[Tasks for this exercise]
[A] Reproduce the stretch of the sublease agreement from "In consideration of" through "and satisfactorily discharged.".
[B] For each statement below, say yes or no to whether the sublease agreement supports it, and quote the text's deciding words: (i) the inspection must be done by a licensed heating and air conditioning service company by January 1, 2000; (ii) the Main Lease was executed in December 1999; (iii) the Sublessee's payment of rent and tenant costs to the Sublessor is governed by Paragraph 3.

[Excerpted passage]
################

EXHIBIT 10.13
Sublease Agreement
This Sublease Agreement is made this 20th day of December, 1999 at Xxxxxx
County, Texas by and between American Innovations, Ltd., (herein "Sublessor"),
and Luminex Corporation, (herein "Sublessee"). Sublessor is the Lessee under
that certain Lease, (the "Main Lease"), by and between Aetna Life Insurance, as
Landlord, (herein "Lessor") and American Innovations, as Tenant, (herein
"Sublessor") executed on or about July 1996, for the premises described in the
Main Lease, (herein, "Leased Premises"). A true and correct copy of the Main
Lease is attached as Exhibit A and incorporated herein by this reference.
In consideration of the mutual promises contained herein and upon the express
condition of the occurrence of a HVAC and mechanical inspection of the Subleased
Premises satisfactory to Sublessee, Sublessor hereby subleases a portion of the
Leased Premises (herein *Subleased Premises*) to Sublessee, subject to the terms
of the Main Lease, and subject further to the provisions of this Sublease
Agreement, as follows:
1. All the duties and obligations of Sublessee hereunder are expressly
conditioned on the occurrence of an inspection of the Subleased Premises by
a licensed heating and air conditioning service company which is
satisfactory to Sublessee by January 1, 2000. If such an inspection is not
satisfactory to Sublessee, this Sublease Agreement shall terminate effective
immediately and all of Sublessee's duties and obligations hereunder shall be
deemed full and satisfactorily discharged.
2. Sublessee agrees to abide by and observe all the terms, covenants and
conditions of the Main Lease.
3. Insofar as the provisions of the Main Lease do not conflict with the
specific provisions of this Sublease Agreement each of them is incorporated
into this Sublease as if completely rewritten herein. Sublessee agrees to be
bound to Sublessor by all the terms of the Main Lease and to assume towards
Sublessor and Worm all obligations and responsibilities that Sublessor, by
the Main Lease, assumes towards Lessor, except for the payment of rent and
tenant costs by Sublessee to Sublessor, which is governed by Paragraph 5
herein. Sublessee further agrees to indemnify and hold harmless Sublessor
from any claim or liability under the Main Lease. The relationship between
Sublessee and Sublessor shall be the same as between Sublessor and Lessor
under the Main Lease.

################

[Given data]
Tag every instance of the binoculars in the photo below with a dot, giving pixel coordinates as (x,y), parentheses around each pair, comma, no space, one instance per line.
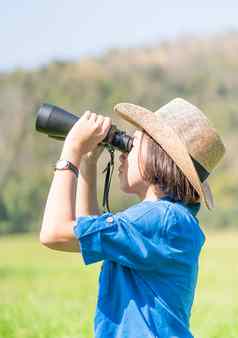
(57,122)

################

[Solutions per task]
[A]
In consideration of the mutual promises contained herein and upon the express
condition of the occurrence of a HVAC and mechanical inspection of the Subleased
Premises satisfactory to Sublessee, Sublessor hereby subleases a portion of the
Leased Premises (herein *Subleased Premises*) to Sublessee, subject to the terms
of the Main Lease, and subject further to the provisions of this Sublease
Agreement, as follows:
1. All the duties and obligations of Sublessee hereunder are expressly
conditioned on the occurrence of an inspection of the Subleased Premises by
a licensed heating and air conditioning service company which is
satisfactory to Sublessee by January 1, 2000. If such an inspection is not
satisfactory to Sublessee, this Sublease Agreement shall terminate effective
immediately and all of Sublessee's duties and obligations hereunder shall be
deemed full and satisfactorily discharged.

[B]
(i) Yes: "a licensed heating and air conditioning service company which is satisfactory to Sublessee by January 1, 2000"
(ii) No: "executed on or about July 1996"
(iii) No: "which is governed by Paragraph 5 herein"